谷口:ここ数カ月で全国ネットのテレビでは、他にも「報道ステーション」や「秘密のケンミンSHOW 極」、「ホンマでっか!?TV」に、それに「ナニコレ珍百景」「中山秀征の楽しく1万歩! 小京都日和」も。
私も結構見ているつもりですが、それでも見逃している番組がありますから、
どこかで、まとめて見られる場所があるといいですね。
 
 
稲葉おっしゃる通りですね。
例えば、10月1日に向けて修繕工事中の作州民芸館が、そういったテレビ番組の情報も発信する拠点となるのも良いですよね。
住民の方々が気軽に立ち寄って、自分たちのことを取り上げてくれたテレビ番組を見られる場としての活用はありかと思います。 

 

5年後、10年後を目指してPR

谷口:先ほど言われていた、祭りの話で言いますと、
本来でしたら通年で力を入れたいところなのですが、予算にも人材にも限りがあるものですから、まずは集中させるという方針でいます。

データセットの項目:

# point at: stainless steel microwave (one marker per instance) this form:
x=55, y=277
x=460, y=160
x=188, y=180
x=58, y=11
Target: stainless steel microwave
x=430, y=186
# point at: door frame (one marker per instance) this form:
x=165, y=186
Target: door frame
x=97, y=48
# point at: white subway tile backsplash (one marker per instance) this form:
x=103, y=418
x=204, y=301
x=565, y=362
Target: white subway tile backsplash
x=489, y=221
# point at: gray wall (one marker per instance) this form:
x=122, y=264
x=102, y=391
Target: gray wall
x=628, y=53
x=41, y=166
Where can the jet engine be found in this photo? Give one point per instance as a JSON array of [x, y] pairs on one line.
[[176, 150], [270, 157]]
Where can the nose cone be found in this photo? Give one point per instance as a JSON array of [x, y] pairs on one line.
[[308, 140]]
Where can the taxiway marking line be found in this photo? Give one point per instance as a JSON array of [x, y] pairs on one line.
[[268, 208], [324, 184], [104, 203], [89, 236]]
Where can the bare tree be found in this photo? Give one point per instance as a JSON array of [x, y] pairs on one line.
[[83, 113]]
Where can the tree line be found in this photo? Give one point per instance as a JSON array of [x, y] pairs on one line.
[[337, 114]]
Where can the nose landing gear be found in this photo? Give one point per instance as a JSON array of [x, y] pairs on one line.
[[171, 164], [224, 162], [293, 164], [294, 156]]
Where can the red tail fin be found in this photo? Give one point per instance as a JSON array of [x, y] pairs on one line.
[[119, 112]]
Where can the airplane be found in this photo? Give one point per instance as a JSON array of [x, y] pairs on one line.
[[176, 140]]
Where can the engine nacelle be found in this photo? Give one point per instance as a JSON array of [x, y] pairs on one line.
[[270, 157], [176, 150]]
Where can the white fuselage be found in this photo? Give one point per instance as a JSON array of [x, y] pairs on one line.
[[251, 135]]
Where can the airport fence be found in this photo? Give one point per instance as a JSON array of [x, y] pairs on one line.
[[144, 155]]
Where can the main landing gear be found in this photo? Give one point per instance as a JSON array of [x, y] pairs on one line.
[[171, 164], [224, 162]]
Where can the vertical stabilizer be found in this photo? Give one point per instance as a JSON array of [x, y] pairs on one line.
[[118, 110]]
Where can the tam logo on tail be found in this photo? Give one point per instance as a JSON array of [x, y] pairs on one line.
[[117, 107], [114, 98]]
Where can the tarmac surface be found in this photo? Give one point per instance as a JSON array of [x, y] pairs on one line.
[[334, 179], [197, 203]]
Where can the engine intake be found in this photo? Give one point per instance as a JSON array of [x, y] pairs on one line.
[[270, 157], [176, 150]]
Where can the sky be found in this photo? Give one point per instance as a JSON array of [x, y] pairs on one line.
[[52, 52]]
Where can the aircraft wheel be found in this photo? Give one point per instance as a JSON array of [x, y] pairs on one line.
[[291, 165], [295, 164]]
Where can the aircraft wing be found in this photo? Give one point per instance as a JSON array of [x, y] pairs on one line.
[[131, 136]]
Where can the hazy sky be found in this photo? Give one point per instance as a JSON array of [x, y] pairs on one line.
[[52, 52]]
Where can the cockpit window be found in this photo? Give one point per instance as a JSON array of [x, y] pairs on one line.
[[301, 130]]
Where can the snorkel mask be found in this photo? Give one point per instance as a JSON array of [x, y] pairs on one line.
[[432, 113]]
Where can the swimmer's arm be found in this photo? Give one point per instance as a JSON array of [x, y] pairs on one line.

_取り組む課題_
1/ 本文の「住民の方々が気軽に立ち寄って」から「中させるという方針でいます。」までを、そのまま書き出すこと。
2/ 本文によると、作州民芸館は何日に向けて修繕工事をしているか。

_課題の結果_
1/
住民の方々が気軽に立ち寄って、自分たちのことを取り上げてくれたテレビ番組を見られる場としての活用はありかと思います。 

 

5年後、10年後を目指してPR

谷口:先ほど言われていた、祭りの話で言いますと、
本来でしたら通年で力を入れたいところなのですが、予算にも人材にも限りがあるものですから、まずは集中させるという方針でいます。

2/ 10月1日に向けて修繕工事をしている。